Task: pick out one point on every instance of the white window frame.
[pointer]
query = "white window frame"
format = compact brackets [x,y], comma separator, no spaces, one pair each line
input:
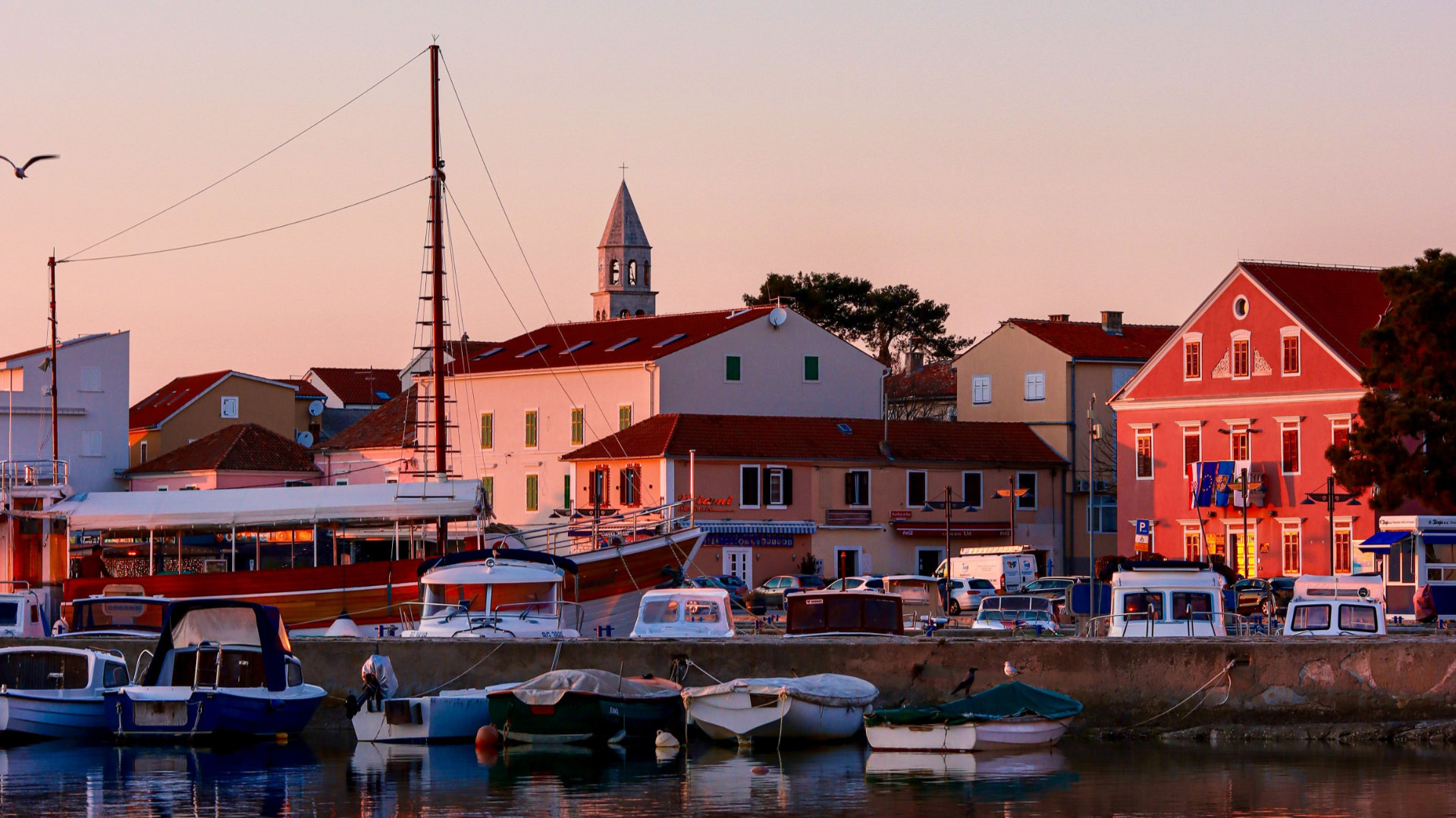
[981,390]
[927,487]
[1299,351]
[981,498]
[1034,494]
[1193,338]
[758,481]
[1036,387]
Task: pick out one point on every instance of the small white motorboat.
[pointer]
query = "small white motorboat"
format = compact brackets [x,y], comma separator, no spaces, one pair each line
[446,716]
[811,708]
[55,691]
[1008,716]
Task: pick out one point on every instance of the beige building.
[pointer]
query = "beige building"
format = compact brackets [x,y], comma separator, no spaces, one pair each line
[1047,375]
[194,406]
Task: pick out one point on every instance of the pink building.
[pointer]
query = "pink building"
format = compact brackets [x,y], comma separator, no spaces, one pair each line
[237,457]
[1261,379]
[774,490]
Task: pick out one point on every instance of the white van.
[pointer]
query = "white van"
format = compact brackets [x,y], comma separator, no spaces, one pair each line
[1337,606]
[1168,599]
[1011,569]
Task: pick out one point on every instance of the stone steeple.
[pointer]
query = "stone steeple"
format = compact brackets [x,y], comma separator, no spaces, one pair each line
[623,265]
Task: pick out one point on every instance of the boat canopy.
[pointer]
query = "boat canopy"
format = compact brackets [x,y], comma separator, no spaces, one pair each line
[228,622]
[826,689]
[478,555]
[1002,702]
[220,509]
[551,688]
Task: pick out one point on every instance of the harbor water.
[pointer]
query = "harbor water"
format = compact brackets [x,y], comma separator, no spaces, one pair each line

## Work to do
Recast every line of the material above as a Markdown table with the columns "No." and "Material line," numbering the rows and leaving out blank lines and the picture.

## Reply to the task
| No. | Material line |
|---|---|
| 1 | Task: pick out one point on every instance of the white window frame. |
| 2 | [pointer] |
| 3 | query = "white window frame" |
| 4 | format = compact brackets [x,y], comma separator, no spaces, one pair each line |
| 5 | input: |
| 6 | [981,390] |
| 7 | [927,487] |
| 8 | [1299,351] |
| 9 | [981,498] |
| 10 | [1034,494] |
| 11 | [1193,338] |
| 12 | [758,481] |
| 13 | [1036,387] |
| 14 | Task: pick out one point on every instance of the small white motorboat. |
| 15 | [pointer] |
| 16 | query = "small white motorboat" |
| 17 | format = compact brackets [x,y], comma separator, no spaces, one pair each line |
| 18 | [446,716] |
| 19 | [811,708] |
| 20 | [55,691] |
| 21 | [1008,716] |
| 22 | Task: pick out one point on every instance of the beige building. |
| 23 | [pointer] |
| 24 | query = "beige building" |
| 25 | format = compact brackets [x,y], comma separator, no spaces, one pair each line |
| 26 | [1047,375] |
| 27 | [194,406] |
| 28 | Task: pick out one point on every instance of the pink building. |
| 29 | [pointer] |
| 30 | query = "pink building" |
| 31 | format = compact brackets [x,y], comma separator, no spaces, one pair each line |
| 32 | [237,457] |
| 33 | [1261,379] |
| 34 | [774,490] |
| 35 | Task: pick out one point on every instance of the white van. |
| 36 | [pointer] |
| 37 | query = "white van" |
| 38 | format = compact brackets [x,y], comma separator, no spaces, one pair each line |
| 39 | [1337,606] |
| 40 | [1168,599] |
| 41 | [1011,569] |
| 42 | Task: pick out one point on every instance of the stone steeple. |
| 43 | [pointer] |
| 44 | query = "stone steeple" |
| 45 | format = compact brackets [x,y], comma separator, no spaces, one pair each line |
| 46 | [623,265] |
| 47 | Task: pick out one point on every instance of the boat canopy. |
| 48 | [pointer] |
| 49 | query = "boat canopy" |
| 50 | format = compact brackets [x,y], comma separator, no spaces, one pair each line |
| 51 | [228,622] |
| 52 | [826,689] |
| 53 | [478,555] |
| 54 | [1002,702] |
| 55 | [220,509] |
| 56 | [551,688] |
| 57 | Task: pick out one point on every instance of the harbor water. |
| 58 | [pointer] |
| 59 | query = "harbor water" |
| 60 | format = compact brackets [x,y], comma separator, no spaces, one pair each line |